▶ Selected excerpt
┄┄┄┄┄┄┄┄┄┄┄┄┄┄┄┄┄┄┄┄

You may have an experiment workflow that works in multiple stages. For example, you might have the following:
- Download necessary data
- Preprocess the data
- Train a model
- Evaluate the model
- Produce plots/figures analyzing the model performance
This example provides a reasonable style to follow that works for this use-case. The key idea is to encapsulate each of those stages in their own functions, which is bound via ArgBind.
Let's see how to build a script that works for this.
The script is examples/multistage/multistage.py
. The script's
stages are each encapsulated into a function, which executes
it:
download()
: Downloads the data to a target folder.preprocess()
: Preprocesses data from a source folder to a target folder.train()
: Trains a model given data in a training folder, and saves the model to disk.evaluate()
: Evaluates a model, give a path to it, and a path to a test folder. Saves the results to another folder.analyze()
: Analyzes the data in a results folder and produces a plot.
There are two additional bound functions:
run_stages()
: Runs the requested stages in the script. Takes a list of strings, each of which corresponds to the stages above. If a specified stage is not known to the script, this throws an error. The run stages function looks like this:
@argbind.bind()
def run(stages : List[str] = STAGES):
"""Run stages.
Parameters
----------
stages : List[str], optional
List of stages to run, by default
['download', 'preprocess', 'train',
'evaluate', 'analyze']
"""
with output():
for stage in stages:
if stage not in STAGES:
raise ValueError(
f"Requested stage {stage} not in known stages {STAGES}"
)
stage_fn = globals()[stage]
stage_fn()
output()
: The script switches working directories to the specified folder. The rest of the script can then use relative paths with respect to the specified output folder. This is a context manager that is bound via ArgBind! While not the focus of this example, it's a nifty function to use in experiment code.
Let's look at the help for this script:
usage: multistage.py [-h] [--args.save ARGS.SAVE] [--args.load ARGS.LOAD]
[--args.debug ARGS.DEBUG] [--output.folder OUTPUT.FOLDER]
[--download.folder DOWNLOAD.FOLDER]
[--preprocess.src_folder PREPROCESS.SRC_FOLDER]
[--preprocess.dst_folder PREPROCESS.DST_FOLDER]
[--train.folder TRAIN.FOLDER]
[--train.epochs TRAIN.EPOCHS] [--train.lr TRAIN.LR]
[--train.model_type TRAIN.MODEL_TYPE]
[--train.model_path TRAIN.MODEL_PATH]
[--evaluate.model_path EVALUATE.MODEL_PATH]
[--evaluate.folder EVALUATE.FOLDER]
[--evaluate.results_folder EVALUATE.RESULTS_FOLDER]
[--analyze.results_folder ANALYZE.RESULTS_FOLDER]
[--run.stages RUN.STAGES]
optional arguments:
-h, --help show this help message and exit
--args.save ARGS.SAVE
Path to save all arguments used to run script to.
--args.load ARGS.LOAD
Path to load arguments from, stored as a .yml file.

┄┄┄┄┄┄┄┄┄┄┄┄┄┄┄┄┄┄┄┄

▶ Tasks for this exercise
a) From the help output in the multistage script walkthrough, list every command-line option that begins with "--train.".
b) Answer these questions on the multistage script walkthrough:
(i) What does the run function do when a requested stage is not among the known stages?
(ii) In what file format are arguments stored when loaded with --args.load?
(iii) What kind of construct is output(), and how is it bound?

┄┄┄┄┄┄┄┄┄┄┄┄┄┄┄┄┄┄┄┄

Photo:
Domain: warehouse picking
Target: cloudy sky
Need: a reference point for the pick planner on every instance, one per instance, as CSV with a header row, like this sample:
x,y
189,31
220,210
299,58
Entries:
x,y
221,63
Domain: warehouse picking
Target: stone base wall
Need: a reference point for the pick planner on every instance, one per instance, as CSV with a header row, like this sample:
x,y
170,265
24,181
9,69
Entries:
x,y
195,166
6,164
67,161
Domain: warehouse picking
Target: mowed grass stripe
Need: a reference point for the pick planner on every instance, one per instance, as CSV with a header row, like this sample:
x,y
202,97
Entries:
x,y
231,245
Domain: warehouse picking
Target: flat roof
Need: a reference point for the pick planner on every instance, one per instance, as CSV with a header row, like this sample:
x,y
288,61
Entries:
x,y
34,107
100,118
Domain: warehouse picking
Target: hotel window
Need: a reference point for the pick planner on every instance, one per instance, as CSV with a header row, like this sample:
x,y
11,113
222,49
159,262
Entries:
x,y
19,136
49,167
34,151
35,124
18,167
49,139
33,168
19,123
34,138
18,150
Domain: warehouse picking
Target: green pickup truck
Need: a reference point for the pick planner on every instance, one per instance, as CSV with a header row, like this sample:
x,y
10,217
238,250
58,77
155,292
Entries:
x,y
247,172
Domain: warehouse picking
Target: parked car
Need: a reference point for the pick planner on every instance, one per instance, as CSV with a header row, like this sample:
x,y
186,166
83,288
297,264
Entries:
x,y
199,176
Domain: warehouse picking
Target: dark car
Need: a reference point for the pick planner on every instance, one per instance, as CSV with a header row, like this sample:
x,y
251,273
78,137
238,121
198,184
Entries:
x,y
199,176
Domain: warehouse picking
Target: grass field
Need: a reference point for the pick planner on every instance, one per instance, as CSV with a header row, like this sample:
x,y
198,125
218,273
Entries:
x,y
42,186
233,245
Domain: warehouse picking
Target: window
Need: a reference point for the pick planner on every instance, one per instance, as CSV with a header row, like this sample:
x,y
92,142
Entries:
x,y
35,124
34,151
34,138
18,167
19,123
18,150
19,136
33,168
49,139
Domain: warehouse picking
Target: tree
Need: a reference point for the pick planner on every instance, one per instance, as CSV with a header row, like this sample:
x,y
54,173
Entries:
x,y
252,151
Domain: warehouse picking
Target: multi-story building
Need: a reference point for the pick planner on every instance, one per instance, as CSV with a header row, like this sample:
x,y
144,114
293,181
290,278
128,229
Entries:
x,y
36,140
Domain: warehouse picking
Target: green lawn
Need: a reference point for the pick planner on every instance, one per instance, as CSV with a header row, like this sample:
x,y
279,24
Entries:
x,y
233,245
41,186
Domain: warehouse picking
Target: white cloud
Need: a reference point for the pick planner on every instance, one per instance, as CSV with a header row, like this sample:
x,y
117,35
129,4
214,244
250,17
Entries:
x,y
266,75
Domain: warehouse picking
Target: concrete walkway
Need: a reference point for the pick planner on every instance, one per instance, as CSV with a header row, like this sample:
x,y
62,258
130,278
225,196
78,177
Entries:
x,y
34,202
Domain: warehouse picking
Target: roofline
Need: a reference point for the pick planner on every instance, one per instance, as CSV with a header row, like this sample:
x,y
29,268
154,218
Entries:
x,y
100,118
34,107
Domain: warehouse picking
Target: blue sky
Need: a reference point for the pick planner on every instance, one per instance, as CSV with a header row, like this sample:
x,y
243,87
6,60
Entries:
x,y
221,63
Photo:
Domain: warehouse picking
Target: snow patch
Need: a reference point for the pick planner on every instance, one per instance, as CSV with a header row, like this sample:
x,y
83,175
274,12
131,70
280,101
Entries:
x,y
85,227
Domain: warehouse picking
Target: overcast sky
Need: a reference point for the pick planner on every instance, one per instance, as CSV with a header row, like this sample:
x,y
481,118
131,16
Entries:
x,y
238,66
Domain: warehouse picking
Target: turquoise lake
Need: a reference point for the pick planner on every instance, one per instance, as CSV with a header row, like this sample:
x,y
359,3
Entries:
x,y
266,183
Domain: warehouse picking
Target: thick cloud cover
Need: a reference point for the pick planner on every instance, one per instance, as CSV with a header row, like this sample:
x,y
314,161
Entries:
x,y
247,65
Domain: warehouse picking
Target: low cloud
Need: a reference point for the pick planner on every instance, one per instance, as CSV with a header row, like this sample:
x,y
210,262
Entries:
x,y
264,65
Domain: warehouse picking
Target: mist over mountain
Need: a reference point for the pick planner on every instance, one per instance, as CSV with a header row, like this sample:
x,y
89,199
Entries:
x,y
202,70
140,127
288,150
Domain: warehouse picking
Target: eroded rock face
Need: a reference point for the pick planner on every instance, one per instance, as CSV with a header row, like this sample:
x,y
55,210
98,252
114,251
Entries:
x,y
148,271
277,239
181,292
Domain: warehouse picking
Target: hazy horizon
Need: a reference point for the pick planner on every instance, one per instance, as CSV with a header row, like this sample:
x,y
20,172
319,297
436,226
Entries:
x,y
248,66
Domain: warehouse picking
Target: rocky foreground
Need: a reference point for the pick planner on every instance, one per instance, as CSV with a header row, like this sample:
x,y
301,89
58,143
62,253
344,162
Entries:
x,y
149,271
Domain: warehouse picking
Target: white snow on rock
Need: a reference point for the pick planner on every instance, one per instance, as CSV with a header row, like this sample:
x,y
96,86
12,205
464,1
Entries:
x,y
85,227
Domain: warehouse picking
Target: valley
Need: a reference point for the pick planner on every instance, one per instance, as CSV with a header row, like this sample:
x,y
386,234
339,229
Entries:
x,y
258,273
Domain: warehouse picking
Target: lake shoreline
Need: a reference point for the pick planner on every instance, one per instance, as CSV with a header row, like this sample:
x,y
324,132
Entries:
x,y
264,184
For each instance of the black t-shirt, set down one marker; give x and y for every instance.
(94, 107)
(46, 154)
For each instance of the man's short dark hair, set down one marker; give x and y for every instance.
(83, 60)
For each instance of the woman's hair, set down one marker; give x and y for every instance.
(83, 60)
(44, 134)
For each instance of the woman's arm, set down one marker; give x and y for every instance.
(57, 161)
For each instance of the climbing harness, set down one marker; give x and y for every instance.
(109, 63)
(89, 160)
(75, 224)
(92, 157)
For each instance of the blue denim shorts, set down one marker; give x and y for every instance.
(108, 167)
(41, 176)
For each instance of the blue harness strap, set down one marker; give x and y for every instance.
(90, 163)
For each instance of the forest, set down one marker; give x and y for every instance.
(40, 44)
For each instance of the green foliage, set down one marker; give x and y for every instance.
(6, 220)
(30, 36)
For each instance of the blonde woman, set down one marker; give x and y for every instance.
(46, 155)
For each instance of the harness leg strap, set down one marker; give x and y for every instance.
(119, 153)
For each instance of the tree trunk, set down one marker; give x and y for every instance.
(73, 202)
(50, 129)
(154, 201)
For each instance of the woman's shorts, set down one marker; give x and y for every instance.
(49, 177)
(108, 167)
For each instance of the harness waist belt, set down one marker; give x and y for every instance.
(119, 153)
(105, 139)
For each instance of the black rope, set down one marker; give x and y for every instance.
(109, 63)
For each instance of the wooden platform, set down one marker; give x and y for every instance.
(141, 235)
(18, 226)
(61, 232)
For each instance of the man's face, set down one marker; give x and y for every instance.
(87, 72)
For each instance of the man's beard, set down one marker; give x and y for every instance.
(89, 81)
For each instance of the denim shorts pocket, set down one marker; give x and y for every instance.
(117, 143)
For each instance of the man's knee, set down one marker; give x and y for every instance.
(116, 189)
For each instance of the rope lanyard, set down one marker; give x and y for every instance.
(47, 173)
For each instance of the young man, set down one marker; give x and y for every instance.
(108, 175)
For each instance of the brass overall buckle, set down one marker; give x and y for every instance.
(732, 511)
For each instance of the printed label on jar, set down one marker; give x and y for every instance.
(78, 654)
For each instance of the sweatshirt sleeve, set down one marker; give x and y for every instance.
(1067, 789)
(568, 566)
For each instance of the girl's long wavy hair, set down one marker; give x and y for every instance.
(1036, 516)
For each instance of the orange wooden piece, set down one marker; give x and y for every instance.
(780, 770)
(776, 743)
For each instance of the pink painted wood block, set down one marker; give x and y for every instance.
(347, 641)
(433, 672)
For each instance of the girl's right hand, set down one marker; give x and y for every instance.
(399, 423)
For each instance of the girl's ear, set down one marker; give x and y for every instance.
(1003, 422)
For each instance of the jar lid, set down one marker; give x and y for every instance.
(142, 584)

┄┄┄┄┄┄┄┄┄┄┄┄┄┄┄┄┄┄┄┄

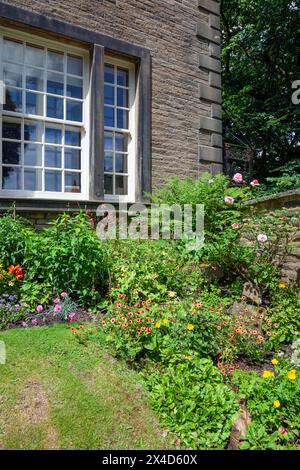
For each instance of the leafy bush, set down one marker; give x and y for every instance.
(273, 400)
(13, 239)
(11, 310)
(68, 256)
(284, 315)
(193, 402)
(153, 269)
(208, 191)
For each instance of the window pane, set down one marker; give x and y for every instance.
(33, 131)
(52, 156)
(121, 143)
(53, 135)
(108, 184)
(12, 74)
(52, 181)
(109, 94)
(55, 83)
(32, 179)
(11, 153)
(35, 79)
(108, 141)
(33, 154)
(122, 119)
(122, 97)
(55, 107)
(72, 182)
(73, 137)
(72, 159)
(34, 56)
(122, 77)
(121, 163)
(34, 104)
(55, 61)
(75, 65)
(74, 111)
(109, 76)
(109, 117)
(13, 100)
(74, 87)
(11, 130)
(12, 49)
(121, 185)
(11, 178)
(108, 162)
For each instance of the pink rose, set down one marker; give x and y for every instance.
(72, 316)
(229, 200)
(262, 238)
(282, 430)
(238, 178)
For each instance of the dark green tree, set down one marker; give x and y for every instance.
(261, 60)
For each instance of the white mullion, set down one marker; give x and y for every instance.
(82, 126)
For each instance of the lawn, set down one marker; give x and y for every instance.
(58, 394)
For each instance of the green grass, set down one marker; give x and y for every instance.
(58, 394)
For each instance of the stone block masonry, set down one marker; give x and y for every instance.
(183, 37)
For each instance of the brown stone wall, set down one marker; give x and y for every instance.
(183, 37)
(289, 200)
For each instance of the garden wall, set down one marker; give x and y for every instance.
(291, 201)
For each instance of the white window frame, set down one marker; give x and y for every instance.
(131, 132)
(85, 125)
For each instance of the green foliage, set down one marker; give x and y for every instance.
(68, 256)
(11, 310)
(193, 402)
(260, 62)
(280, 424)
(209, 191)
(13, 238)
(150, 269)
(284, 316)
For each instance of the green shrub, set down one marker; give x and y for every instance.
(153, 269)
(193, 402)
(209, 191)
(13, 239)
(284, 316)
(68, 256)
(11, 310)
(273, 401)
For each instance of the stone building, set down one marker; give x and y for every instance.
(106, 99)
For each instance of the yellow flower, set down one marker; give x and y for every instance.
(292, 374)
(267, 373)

┄┄┄┄┄┄┄┄┄┄┄┄┄┄┄┄┄┄┄┄

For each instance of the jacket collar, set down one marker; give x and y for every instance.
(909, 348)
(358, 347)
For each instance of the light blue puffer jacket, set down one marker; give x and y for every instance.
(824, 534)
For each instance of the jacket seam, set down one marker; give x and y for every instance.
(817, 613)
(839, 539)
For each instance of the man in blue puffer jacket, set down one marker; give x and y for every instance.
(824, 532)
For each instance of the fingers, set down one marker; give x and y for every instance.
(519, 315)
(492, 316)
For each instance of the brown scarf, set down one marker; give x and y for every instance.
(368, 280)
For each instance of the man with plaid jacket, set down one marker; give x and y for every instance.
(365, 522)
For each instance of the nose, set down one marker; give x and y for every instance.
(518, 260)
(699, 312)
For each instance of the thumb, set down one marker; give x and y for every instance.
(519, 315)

┄┄┄┄┄┄┄┄┄┄┄┄┄┄┄┄┄┄┄┄

▶ The solutions
a)
--train.folder
--train.epochs
--train.lr
--train.model_type
--train.model_path

b)
(i) It raises a ValueError stating that the requested stage is not in the known stages.
(ii) A .yml file.
(iii) It is a context manager, and it is bound via ArgBind.